#### [Passage]
#####

Port Hacking is a small bayside suburb located on the north shore of the Port Hacking estuary in southern Sydney, in the state of New South Wales, Australia. The suburb is situated 26.7 kilometres south of the Sydney central business district in the local government area of the Sutherland Shire.

History

The suburb name is the same as the name of the adjacent estuary.

Thomas Holt (1811–88) owned most of the land that stretched from Sutherland to Cronulla, including land here. In 1840, parish maps also showed that  of land on this point were owned by Francis Mitchell. In 1858 Mary and Andrew Webster paid 108 pounds and 15 shillings plus a yearly peppercorn quit rent for their land in this area. The Websters sold their land to Dominick Dolan in 1863.

#####

#### [What you will do]
a - In the Port Hacking passage:
(i) How far is the suburb from the Sydney central business district, and in which direction?
(ii) In which local government area is it located?
(iii) To whom did Mary and Andrew Webster sell their land, and in what year?
b - Could you carry on the Port Hacking passage, starting right after its final sentence?

#####

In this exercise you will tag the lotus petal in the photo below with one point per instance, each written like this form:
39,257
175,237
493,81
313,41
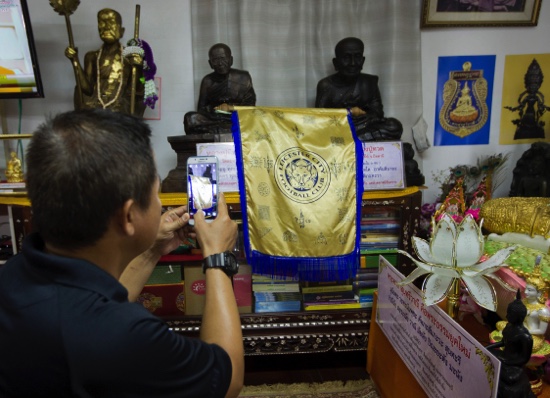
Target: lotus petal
492,263
442,243
469,243
413,275
435,268
422,250
500,281
435,288
482,292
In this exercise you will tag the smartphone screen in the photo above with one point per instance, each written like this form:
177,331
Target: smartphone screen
202,186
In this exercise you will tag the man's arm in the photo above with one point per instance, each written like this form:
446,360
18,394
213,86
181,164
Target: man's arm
169,236
221,323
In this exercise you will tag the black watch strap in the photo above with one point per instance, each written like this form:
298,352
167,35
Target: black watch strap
226,261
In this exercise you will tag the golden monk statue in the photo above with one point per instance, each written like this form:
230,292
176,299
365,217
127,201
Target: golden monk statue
105,81
14,171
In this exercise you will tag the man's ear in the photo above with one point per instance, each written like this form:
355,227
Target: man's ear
127,217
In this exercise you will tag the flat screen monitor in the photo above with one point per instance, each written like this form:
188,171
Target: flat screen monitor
19,71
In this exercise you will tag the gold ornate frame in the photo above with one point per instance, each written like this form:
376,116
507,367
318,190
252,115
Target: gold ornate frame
431,18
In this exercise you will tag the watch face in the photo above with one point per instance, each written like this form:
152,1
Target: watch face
225,261
232,265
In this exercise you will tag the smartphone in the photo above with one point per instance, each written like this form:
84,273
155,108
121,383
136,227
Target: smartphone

#####

#### [Task answers]
a -
(i) 26.7 kilometres south
(ii) The Sutherland Shire
(iii) Dominick Dolan, in 1863

b -
Geography 

Port Hacking is surrounded by the suburbs of Caringbah South to the north-west, Lilli Pilli to the south-west and Dolans Bay to the north-east. The suburbs of Maianbar and Bundeena are located on the opposite bank of Port Hacking.

Port Hacking is a residential suburb.

Shiprock Aquatic Reserve is within Burraneer Bay. Access to the aquatic reserve is via Shiprock Rd in Port Hacking.

Commercial Area 

Located on Port Hacking Road South, are a variety of specialty shops and professional services that service the surrounding suburbs of Port Hacking, Lilli Pilli, Dolans Bay and Caringbah South. These are a cellar, café, restaurant, butcher, florist, and reality agency, with many more small businesses. The strip of shops is most known for D'lish on Port, a café/restaurant.

Demographics
According to the 2016 census, there were 1,093 residents in Port Hacking.

 85.8% of people were born in Australia. The most common other countries of birth were England 3.0%, Lebanon 0.7%, Scotland 0.7%, China 0.7%, and Italy 0.6%.
 In Port Hacking, 88.8% of people only spoke English at home. Other languages spoken at home included Greek 3.0%, Mandarin 0.8%, Italian 0.7%, Arabic 0.6% and German 0.5%.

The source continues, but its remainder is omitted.